Copy out every line of the data where the word "canopy" is found.

Dataset excerpts:
== Segment start ==

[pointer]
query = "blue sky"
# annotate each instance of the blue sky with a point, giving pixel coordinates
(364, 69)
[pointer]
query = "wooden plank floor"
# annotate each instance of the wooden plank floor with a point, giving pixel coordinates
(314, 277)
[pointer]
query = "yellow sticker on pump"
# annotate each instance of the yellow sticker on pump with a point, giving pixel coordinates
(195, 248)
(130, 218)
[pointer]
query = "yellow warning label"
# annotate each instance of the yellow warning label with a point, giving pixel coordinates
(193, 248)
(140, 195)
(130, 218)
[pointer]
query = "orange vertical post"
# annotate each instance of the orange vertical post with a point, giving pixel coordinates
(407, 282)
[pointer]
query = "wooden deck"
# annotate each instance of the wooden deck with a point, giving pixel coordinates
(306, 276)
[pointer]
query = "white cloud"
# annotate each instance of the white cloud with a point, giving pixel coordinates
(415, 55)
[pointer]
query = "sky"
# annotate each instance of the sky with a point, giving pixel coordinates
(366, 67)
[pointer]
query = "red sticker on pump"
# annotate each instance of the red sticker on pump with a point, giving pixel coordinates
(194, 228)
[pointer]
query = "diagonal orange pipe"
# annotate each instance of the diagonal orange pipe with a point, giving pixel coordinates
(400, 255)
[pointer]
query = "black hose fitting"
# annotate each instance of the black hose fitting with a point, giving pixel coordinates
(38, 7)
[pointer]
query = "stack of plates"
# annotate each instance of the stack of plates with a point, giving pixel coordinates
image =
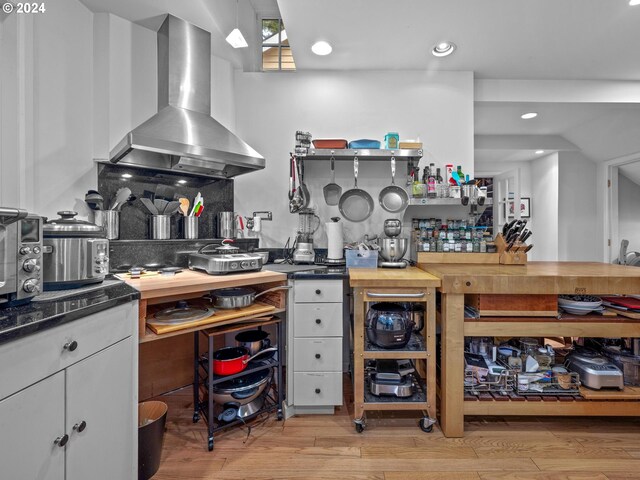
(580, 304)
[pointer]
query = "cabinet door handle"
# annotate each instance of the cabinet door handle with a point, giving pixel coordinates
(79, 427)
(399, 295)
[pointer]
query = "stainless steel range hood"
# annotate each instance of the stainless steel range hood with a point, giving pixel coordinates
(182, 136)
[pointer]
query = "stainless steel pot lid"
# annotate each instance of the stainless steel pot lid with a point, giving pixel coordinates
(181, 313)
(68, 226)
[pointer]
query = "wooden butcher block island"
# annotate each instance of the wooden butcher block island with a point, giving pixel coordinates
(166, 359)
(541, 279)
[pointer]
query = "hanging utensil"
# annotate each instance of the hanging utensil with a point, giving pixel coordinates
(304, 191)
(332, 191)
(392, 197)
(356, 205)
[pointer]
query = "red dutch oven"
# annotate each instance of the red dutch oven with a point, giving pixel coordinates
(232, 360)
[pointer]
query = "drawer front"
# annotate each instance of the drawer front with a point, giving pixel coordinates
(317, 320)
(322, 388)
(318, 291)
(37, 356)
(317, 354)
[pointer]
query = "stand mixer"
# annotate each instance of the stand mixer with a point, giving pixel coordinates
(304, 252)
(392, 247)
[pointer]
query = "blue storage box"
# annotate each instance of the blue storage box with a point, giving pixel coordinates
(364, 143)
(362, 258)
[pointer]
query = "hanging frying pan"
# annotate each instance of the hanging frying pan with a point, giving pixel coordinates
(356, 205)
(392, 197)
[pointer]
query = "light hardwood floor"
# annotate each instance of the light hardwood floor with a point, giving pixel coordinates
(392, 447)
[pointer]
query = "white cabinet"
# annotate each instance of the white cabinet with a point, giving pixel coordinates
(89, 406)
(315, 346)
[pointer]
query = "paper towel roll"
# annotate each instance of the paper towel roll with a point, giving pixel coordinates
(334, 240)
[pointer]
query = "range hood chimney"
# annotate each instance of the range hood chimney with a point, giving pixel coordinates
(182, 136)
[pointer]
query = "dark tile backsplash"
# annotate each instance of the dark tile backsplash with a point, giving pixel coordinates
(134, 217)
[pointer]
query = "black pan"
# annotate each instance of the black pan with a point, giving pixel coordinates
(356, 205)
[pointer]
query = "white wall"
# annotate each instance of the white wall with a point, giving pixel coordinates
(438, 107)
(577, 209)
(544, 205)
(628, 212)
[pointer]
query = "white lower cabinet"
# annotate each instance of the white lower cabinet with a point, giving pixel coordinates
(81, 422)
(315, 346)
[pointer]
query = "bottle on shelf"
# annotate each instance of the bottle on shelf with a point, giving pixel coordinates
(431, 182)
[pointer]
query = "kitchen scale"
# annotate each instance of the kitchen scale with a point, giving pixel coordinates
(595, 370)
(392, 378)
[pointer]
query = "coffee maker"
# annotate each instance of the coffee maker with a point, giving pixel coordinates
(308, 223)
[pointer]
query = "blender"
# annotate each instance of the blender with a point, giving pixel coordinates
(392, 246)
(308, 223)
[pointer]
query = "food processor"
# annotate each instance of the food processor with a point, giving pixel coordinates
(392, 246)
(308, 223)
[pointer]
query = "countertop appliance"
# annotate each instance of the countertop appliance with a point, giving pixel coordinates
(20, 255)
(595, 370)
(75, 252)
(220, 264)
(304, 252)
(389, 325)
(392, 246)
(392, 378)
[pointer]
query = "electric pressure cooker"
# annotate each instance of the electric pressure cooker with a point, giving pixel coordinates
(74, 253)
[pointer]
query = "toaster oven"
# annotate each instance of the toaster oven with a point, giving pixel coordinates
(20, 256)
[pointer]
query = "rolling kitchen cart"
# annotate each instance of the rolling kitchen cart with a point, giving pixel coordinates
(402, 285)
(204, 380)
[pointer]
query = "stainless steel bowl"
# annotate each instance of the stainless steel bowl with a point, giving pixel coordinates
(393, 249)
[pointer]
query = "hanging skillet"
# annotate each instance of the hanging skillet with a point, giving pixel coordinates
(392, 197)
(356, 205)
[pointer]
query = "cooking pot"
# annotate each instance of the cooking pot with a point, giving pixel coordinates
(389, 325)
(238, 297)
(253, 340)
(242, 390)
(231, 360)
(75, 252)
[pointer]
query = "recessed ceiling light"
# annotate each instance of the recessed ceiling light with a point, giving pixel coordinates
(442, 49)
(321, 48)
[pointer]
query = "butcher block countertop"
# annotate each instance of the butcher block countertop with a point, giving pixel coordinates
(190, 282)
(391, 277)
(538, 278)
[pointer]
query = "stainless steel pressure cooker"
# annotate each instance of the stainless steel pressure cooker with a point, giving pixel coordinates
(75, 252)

== Segment end ==
== Segment start ==

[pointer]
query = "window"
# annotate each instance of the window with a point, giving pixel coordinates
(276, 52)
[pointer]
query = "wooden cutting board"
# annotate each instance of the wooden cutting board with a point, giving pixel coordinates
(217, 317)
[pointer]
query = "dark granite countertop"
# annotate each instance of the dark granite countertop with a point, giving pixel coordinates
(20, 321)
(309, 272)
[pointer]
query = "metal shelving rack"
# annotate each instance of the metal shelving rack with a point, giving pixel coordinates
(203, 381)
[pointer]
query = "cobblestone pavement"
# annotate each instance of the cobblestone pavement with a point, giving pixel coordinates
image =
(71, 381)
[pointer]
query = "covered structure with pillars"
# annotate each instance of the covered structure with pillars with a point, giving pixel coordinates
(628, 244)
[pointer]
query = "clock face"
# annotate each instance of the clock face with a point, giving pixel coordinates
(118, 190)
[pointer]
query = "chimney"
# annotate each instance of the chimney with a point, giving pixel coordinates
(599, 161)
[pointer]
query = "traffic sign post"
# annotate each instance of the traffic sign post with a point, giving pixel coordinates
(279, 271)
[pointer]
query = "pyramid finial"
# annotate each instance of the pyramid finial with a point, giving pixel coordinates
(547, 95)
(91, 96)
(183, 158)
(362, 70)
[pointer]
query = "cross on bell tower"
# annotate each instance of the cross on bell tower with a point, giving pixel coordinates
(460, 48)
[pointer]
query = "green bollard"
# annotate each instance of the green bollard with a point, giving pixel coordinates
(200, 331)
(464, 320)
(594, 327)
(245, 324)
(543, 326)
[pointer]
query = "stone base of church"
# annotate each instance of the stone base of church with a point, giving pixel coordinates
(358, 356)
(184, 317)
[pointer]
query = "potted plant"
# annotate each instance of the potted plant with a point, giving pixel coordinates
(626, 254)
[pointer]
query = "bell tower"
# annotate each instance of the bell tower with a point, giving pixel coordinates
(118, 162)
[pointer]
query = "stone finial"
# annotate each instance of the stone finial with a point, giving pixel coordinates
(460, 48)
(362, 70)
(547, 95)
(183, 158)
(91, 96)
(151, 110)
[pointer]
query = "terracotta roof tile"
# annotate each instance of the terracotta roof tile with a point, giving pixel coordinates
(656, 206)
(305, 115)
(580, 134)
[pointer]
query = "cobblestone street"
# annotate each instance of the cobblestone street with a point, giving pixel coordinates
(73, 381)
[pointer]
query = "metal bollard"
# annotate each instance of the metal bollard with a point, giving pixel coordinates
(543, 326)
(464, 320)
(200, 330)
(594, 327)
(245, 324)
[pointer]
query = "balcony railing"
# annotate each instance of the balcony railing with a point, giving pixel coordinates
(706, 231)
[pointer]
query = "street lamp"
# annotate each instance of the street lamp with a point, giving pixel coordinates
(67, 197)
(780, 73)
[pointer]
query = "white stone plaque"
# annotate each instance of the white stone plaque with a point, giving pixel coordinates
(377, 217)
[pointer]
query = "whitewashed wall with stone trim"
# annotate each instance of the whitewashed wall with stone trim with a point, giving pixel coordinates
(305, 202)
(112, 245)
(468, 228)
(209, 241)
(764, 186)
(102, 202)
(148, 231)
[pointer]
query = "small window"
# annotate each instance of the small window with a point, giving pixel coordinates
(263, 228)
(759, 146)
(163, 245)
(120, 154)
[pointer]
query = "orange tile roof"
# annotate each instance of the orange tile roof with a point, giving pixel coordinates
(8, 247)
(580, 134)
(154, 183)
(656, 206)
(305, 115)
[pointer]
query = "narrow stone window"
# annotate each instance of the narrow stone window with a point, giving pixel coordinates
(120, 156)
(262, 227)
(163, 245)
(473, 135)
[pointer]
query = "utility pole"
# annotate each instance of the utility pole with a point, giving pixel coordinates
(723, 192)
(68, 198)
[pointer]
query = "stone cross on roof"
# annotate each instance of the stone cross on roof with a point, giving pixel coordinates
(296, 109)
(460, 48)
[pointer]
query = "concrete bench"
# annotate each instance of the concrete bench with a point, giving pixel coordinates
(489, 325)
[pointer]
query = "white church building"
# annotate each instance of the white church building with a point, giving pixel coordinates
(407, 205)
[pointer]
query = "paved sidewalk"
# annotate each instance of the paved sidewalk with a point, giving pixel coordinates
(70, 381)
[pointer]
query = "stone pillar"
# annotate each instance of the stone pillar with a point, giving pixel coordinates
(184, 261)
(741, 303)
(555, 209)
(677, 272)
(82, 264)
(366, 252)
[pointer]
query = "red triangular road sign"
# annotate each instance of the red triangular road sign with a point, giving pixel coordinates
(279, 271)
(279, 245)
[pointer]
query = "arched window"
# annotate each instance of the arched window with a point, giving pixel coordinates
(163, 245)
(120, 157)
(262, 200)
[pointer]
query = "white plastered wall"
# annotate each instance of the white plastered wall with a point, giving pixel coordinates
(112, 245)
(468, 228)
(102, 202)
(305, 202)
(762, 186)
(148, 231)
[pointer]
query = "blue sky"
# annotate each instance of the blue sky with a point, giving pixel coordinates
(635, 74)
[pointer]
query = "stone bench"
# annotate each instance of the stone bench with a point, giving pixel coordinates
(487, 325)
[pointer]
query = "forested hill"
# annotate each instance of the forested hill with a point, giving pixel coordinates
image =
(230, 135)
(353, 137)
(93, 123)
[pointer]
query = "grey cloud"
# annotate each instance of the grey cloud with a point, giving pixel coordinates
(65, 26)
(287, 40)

== Segment end ==
== Segment start ==

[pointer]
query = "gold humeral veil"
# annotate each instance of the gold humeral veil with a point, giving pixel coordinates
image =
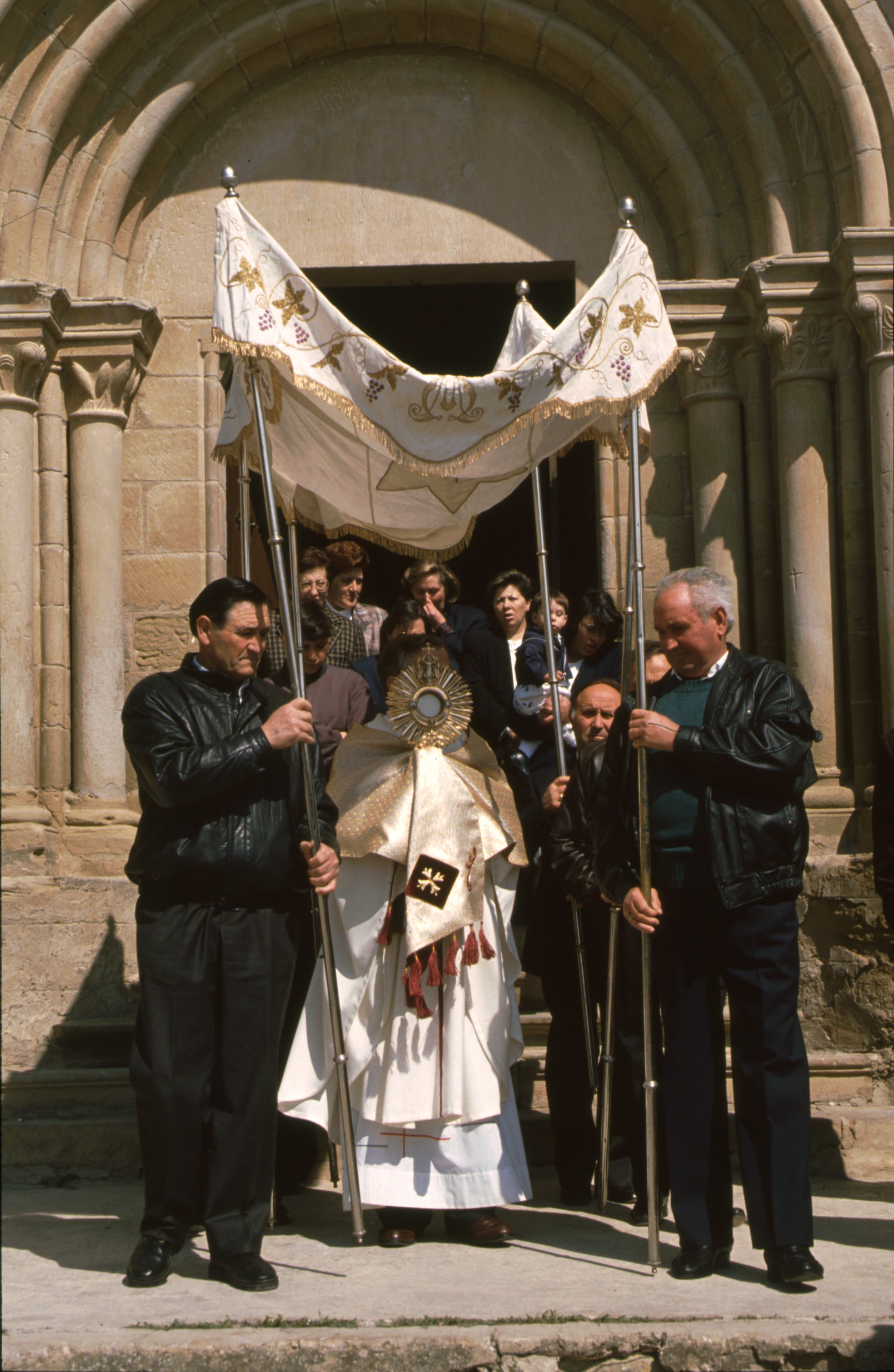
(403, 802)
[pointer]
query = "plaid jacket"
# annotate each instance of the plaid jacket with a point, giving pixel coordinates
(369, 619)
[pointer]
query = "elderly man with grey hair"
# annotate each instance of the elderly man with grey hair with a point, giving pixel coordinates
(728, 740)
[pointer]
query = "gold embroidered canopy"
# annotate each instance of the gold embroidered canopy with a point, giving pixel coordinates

== Segment end ==

YOUR RESPONSE:
query = "gold embroidered canopy"
# annotate each instance of the gold embroidered canopy with a point, giving pixel coordinates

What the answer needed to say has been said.